> Material provided
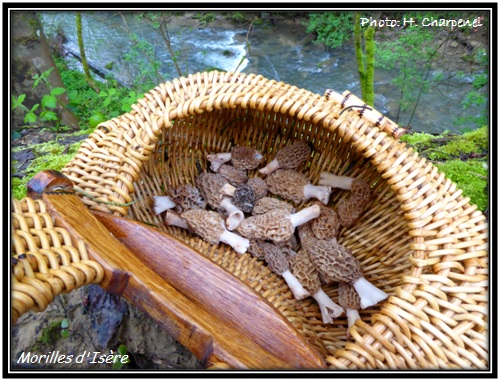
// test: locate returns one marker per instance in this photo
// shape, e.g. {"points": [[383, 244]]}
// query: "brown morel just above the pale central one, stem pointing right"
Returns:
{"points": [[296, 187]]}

---

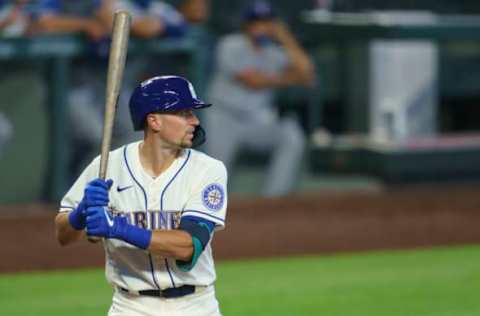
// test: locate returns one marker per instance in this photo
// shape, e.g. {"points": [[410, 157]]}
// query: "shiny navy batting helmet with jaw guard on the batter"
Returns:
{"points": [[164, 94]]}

--

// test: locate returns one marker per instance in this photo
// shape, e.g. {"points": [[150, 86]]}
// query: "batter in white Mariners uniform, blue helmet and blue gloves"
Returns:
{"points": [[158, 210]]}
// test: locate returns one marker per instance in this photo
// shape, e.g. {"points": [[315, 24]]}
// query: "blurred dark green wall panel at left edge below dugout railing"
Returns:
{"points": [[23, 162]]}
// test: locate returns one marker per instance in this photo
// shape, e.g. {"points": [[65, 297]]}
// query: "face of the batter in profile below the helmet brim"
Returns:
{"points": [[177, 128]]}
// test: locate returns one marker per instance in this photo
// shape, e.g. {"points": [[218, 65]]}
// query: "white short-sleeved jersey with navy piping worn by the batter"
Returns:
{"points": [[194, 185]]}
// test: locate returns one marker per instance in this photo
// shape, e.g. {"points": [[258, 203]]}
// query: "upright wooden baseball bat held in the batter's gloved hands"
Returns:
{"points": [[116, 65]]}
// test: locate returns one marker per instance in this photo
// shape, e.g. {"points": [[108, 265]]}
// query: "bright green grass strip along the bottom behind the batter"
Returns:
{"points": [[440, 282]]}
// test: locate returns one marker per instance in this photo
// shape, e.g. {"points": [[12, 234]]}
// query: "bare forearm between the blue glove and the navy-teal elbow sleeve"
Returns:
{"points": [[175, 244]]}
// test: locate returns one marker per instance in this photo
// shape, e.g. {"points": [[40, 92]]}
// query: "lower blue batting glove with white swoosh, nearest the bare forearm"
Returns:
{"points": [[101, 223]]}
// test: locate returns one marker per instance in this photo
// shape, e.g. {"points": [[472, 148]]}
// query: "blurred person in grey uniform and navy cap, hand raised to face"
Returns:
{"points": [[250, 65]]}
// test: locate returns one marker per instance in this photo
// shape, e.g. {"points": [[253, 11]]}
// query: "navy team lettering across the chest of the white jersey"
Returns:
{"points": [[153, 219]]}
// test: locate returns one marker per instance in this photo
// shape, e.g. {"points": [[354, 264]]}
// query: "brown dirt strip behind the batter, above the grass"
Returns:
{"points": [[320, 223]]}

> Goal of the exercise
Using the records above, copy every line that has the word "helmet" in it.

> Completed exercise
// query: "shiny navy batting helmet with jaw guard on the batter"
// query: "batter in white Mariners uniform, blue helmet and blue gloves"
// query: "face of the batter in profile below the helmet brim"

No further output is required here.